PROVIDED RECORDS —
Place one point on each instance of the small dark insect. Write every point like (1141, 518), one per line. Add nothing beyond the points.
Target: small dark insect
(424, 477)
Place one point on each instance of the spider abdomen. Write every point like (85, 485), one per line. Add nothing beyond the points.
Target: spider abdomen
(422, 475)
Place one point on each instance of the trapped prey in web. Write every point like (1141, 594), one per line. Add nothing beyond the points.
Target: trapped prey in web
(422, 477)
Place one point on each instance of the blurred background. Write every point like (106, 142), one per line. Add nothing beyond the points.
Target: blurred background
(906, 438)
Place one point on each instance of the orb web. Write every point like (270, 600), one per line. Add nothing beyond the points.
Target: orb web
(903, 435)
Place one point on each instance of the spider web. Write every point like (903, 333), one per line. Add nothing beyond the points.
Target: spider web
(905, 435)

==

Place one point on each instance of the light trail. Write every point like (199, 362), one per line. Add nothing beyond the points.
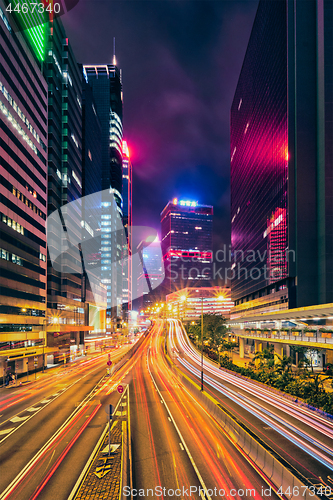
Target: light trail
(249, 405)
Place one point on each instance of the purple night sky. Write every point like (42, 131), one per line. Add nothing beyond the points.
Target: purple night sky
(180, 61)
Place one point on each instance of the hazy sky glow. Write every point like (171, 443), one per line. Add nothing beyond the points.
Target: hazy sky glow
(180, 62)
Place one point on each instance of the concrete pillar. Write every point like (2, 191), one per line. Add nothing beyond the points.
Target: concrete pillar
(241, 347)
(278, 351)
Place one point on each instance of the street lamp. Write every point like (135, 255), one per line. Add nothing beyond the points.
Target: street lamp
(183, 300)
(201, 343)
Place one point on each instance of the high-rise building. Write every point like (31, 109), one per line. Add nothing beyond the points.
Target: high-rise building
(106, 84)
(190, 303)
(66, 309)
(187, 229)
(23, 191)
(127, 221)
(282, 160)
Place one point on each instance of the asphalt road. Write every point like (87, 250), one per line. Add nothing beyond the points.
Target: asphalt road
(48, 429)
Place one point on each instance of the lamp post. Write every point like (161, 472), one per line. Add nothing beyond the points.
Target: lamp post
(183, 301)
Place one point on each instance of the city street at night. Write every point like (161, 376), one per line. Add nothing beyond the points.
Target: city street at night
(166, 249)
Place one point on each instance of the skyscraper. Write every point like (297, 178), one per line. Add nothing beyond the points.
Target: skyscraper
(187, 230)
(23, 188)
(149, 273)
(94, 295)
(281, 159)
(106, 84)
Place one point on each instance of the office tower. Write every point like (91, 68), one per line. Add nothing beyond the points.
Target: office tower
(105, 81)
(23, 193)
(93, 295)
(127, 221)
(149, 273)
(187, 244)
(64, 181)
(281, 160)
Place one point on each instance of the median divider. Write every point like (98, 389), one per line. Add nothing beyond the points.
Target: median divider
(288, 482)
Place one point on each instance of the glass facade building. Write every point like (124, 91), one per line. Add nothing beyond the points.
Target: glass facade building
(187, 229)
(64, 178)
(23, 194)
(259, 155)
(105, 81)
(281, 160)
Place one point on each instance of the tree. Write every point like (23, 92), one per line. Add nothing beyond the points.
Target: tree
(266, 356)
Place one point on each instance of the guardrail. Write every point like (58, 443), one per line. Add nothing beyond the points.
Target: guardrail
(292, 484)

--

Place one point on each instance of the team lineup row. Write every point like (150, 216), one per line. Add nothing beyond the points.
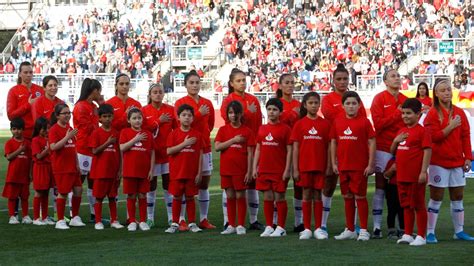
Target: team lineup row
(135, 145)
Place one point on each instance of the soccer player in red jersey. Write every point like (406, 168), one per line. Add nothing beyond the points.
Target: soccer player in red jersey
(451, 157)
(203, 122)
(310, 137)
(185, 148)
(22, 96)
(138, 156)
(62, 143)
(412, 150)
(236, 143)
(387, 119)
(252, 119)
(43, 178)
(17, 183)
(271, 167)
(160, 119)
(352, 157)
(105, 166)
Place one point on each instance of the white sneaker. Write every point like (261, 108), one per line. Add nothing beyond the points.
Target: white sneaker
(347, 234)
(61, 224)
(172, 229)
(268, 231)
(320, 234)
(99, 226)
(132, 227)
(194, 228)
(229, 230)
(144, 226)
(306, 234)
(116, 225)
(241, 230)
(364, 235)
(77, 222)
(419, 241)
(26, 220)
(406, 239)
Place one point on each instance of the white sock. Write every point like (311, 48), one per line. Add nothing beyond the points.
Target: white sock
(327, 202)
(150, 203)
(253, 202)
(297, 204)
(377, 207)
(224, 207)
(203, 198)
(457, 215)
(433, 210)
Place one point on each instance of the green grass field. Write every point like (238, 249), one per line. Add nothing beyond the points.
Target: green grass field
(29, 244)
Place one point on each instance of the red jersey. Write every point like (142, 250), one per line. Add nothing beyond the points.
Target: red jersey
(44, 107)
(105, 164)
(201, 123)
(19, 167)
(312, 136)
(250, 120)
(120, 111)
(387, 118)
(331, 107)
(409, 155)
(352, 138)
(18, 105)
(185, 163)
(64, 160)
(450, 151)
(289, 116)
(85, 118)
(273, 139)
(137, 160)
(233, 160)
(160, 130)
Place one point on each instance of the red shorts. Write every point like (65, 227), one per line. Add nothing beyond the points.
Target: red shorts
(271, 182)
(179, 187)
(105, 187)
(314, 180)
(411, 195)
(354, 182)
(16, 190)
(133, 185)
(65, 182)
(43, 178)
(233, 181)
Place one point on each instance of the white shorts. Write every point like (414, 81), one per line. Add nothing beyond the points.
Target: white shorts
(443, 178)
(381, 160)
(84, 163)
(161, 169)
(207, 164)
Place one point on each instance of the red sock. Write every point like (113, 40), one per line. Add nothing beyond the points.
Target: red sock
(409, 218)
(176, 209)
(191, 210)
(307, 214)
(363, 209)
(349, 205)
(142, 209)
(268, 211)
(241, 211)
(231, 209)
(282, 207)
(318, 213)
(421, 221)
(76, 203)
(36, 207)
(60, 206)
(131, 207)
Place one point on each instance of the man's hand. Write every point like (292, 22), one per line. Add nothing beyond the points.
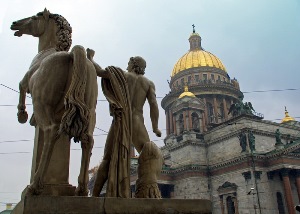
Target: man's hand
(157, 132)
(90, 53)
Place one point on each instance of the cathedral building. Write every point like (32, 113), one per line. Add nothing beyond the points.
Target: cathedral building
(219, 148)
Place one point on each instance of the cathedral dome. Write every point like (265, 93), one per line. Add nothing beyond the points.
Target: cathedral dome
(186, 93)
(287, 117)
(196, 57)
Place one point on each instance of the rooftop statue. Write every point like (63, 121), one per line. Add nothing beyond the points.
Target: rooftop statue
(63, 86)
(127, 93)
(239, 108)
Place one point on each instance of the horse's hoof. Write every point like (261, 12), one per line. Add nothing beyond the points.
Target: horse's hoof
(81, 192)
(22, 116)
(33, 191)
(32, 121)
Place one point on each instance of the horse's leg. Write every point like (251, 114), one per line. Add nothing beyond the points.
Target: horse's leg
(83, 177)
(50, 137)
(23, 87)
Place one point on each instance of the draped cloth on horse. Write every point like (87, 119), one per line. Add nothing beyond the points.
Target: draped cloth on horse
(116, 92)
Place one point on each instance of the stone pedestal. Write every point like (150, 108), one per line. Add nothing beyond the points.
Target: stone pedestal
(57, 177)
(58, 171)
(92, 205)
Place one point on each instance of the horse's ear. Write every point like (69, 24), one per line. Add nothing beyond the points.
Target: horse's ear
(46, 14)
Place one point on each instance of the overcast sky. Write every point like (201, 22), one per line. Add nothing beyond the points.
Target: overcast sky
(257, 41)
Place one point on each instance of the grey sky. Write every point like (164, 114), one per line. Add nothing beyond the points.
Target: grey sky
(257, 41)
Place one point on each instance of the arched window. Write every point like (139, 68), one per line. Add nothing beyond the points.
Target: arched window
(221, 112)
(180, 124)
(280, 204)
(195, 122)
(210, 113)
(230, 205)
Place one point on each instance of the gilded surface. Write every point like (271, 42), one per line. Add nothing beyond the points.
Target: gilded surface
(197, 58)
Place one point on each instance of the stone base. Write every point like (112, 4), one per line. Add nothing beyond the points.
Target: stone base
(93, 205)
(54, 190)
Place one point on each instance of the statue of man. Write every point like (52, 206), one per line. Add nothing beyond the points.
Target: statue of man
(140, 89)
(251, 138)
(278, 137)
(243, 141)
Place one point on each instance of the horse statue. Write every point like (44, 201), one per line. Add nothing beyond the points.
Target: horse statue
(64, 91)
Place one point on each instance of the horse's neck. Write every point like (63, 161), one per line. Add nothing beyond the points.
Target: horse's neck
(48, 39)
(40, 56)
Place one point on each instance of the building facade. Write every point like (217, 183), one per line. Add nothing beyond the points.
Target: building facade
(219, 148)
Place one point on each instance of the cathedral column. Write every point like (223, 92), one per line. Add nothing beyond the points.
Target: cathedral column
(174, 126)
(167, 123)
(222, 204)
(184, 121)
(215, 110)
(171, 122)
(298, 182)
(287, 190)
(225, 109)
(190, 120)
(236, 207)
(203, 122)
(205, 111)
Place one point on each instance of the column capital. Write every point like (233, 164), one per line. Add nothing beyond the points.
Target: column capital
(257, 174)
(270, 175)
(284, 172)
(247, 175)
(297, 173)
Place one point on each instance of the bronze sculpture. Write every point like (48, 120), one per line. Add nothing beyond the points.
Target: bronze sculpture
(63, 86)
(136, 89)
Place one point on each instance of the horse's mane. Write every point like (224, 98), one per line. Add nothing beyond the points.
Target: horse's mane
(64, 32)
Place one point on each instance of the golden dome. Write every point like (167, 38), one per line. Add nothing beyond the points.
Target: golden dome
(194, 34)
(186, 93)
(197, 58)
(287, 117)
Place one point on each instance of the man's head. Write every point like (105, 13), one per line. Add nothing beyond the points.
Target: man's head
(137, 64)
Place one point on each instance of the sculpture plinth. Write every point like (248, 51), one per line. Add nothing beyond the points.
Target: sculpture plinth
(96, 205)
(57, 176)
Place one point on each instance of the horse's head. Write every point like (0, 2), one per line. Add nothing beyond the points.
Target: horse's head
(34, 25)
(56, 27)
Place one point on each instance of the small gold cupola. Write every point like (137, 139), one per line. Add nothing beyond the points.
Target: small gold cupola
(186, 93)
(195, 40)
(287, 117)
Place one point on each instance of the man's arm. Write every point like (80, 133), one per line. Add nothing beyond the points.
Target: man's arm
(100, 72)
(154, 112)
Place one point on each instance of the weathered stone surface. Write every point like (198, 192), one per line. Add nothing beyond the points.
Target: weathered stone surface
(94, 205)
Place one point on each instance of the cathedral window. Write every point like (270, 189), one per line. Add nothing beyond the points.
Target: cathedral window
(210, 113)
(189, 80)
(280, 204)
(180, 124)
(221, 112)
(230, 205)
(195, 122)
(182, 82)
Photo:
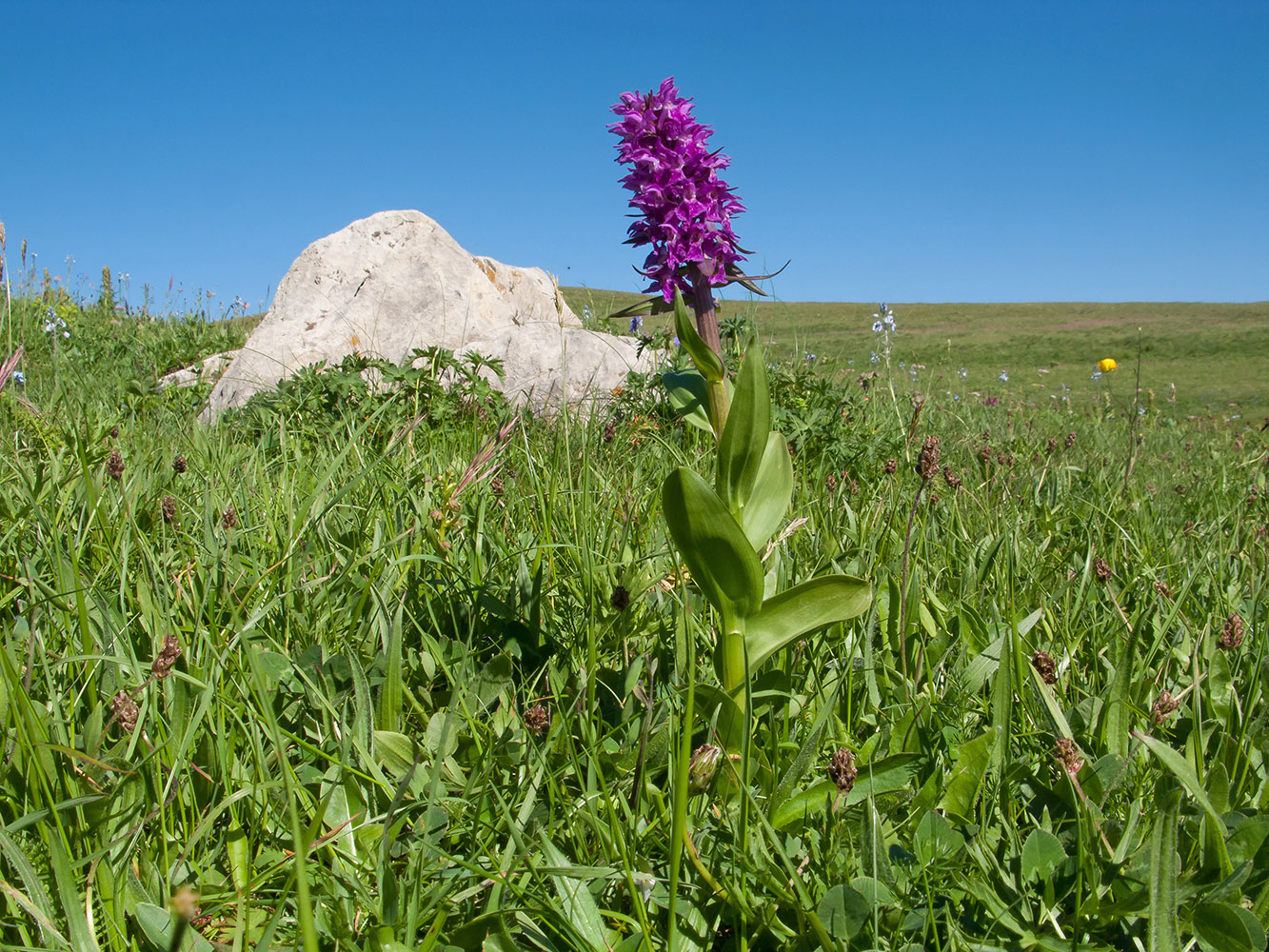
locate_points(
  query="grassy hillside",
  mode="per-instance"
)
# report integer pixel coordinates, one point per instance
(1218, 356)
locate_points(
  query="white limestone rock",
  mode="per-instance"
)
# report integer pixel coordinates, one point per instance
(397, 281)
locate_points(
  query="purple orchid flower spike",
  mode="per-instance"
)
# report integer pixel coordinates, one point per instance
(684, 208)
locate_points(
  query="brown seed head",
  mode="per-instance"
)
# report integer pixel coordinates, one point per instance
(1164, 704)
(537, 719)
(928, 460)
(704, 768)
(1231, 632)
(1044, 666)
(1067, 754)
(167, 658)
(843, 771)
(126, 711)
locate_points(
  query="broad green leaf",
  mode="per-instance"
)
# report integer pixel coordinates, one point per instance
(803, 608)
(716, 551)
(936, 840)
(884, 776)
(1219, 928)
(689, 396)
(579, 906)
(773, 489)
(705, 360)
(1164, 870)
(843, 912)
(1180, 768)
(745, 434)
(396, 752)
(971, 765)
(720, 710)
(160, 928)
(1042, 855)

EXERCISE INSTRUCTIONS —
How many lines in the entries above hold the string "query"? Answer with the number and nothing more.

EXERCISE OUTPUT —
5